**WORK TASK**.
Render every line of the entries below as a JSON list of strings, one string per line, with blank lines omitted.

**TASK INPUTS**.

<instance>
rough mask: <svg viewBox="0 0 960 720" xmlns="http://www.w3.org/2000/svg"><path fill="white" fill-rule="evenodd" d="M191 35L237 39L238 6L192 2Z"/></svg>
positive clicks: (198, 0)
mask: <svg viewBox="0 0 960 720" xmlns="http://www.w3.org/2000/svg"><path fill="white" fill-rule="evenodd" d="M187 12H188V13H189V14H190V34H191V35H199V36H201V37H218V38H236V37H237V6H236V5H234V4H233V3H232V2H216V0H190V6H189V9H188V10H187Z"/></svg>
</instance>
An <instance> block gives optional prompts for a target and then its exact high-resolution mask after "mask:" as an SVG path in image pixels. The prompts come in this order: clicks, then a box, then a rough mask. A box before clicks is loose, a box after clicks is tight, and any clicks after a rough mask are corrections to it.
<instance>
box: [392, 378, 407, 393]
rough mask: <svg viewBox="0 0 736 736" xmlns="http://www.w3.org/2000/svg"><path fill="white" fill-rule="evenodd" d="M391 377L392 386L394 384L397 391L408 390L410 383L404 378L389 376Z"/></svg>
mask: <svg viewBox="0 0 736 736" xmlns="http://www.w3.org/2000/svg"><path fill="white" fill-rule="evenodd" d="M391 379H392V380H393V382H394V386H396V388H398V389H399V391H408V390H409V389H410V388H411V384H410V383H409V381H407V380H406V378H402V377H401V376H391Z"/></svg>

**RESULT BELOW**.
[
  "<instance>",
  "rough mask: <svg viewBox=\"0 0 960 720\" xmlns=\"http://www.w3.org/2000/svg\"><path fill=\"white\" fill-rule=\"evenodd\" d=\"M191 35L237 39L238 6L192 2Z\"/></svg>",
  "positive clicks: (198, 0)",
  "mask: <svg viewBox=\"0 0 960 720\" xmlns=\"http://www.w3.org/2000/svg\"><path fill=\"white\" fill-rule=\"evenodd\" d=\"M187 12H188V13H189V14H190V34H191V35H199V36H201V37H218V38H236V37H237V6H236V5H234V4H233V3H232V2H216V0H190V6H189V9H188V10H187Z\"/></svg>",
  "</instance>",
  "An <instance> block gives optional prompts for a target and then its exact high-resolution mask after \"mask:\" as an SVG path in image pixels. The prompts come in this order: clicks, then a box, then a rough mask. A box before clicks is loose, a box after clicks is tight, and any clicks after a rough mask are corrections to it.",
  "<instance>",
  "box: [392, 378, 407, 393]",
  "rough mask: <svg viewBox=\"0 0 736 736\" xmlns=\"http://www.w3.org/2000/svg\"><path fill=\"white\" fill-rule=\"evenodd\" d=\"M391 377L392 386L394 384L397 391L408 390L410 383L404 378L389 376Z\"/></svg>",
  "mask: <svg viewBox=\"0 0 736 736\" xmlns=\"http://www.w3.org/2000/svg\"><path fill=\"white\" fill-rule=\"evenodd\" d=\"M391 379H392V380H393V382H394V386H396V388H398V389H399V391H408V390H409V389H410V388H411V384H410V383H409V381H407V380H406V378H402V377H401V376H391Z\"/></svg>"
]